-- begin SOURCE MATERIAL --
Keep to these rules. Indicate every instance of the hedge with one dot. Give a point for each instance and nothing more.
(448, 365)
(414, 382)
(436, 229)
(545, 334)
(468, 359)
-- end SOURCE MATERIAL --
* WHAT YOU ARE ASKED TO DO:
Format every line of the material as a JSON list of strings, one string per line, with blank lines omitted.

* WRITTEN SOLUTION:
[
  "Keep to these rules. Indicate every instance of the hedge with one dot. Give a point for each instance and nothing more.",
  "(448, 365)",
  "(414, 382)",
  "(436, 229)",
  "(545, 334)",
  "(468, 359)"
]